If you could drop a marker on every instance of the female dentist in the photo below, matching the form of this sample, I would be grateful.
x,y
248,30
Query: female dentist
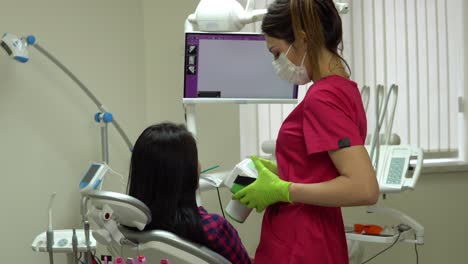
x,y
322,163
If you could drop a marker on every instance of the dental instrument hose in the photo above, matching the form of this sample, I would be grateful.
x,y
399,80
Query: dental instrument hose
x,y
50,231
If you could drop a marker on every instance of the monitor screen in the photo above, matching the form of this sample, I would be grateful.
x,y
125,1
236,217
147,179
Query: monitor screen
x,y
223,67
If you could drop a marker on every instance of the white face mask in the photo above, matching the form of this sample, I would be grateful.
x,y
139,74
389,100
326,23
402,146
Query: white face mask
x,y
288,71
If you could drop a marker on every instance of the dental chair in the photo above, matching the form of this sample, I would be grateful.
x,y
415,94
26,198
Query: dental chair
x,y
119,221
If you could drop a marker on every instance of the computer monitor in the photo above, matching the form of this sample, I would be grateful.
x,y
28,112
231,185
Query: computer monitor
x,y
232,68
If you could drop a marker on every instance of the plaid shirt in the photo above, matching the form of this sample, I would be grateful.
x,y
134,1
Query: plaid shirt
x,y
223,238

...

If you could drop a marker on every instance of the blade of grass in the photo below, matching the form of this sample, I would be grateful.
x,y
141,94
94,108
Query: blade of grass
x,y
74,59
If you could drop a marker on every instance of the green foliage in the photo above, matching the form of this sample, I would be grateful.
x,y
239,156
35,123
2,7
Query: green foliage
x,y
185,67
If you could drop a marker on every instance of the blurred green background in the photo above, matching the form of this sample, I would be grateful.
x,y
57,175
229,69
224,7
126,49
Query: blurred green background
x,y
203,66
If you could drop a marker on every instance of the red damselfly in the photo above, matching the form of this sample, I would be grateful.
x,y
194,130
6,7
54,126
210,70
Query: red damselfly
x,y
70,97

---

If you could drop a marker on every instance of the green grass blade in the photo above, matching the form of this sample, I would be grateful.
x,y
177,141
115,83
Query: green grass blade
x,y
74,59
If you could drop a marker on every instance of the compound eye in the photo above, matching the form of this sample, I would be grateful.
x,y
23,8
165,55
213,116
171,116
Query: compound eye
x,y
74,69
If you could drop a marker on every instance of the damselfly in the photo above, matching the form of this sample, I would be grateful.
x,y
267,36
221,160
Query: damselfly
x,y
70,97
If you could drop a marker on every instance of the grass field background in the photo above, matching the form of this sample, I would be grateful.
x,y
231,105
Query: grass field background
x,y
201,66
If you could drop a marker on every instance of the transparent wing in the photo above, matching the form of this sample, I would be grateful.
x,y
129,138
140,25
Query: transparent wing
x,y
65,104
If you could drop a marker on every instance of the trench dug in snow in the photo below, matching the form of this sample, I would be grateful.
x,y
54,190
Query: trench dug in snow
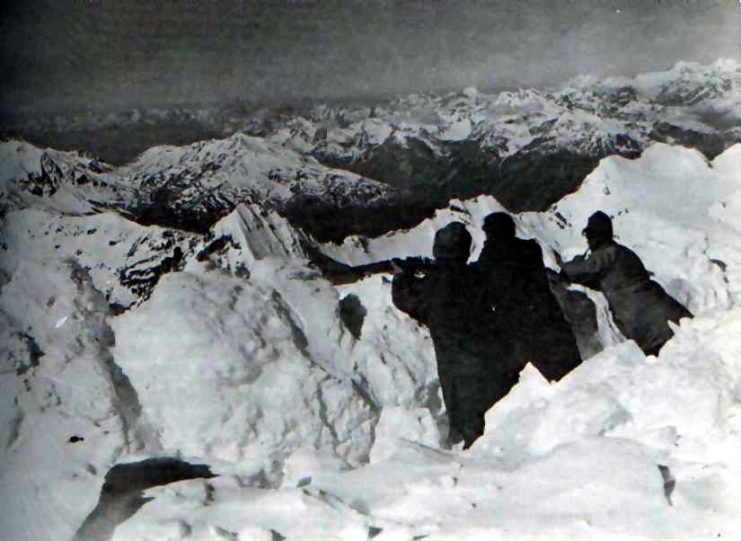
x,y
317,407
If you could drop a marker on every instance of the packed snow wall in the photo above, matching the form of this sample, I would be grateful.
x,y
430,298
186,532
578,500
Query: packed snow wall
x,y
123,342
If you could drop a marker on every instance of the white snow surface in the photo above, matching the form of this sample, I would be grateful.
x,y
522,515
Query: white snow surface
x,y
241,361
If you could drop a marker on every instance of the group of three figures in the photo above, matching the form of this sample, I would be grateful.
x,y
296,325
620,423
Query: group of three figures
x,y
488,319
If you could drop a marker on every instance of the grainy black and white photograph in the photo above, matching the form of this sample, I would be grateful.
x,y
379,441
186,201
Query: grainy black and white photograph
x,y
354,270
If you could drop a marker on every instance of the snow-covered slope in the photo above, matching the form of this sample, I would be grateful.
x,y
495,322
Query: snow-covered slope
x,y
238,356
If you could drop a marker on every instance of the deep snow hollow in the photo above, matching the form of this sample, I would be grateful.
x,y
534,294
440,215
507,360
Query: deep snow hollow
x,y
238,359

(Action item)
Copy all lines of the listing above that contain the string "below".

(The answer)
If you could drop a marker on every instance of the female dentist in the photo below, matching the form of this sample, I would be grateful.
If you could drop a marker on every instance of the blade of grass in the photo below, matching the form of this sample, I would be grateful.
If you could drop a marker on every instance of the trench dug in snow in the photo below, matching the form of this sample, I would be grateful.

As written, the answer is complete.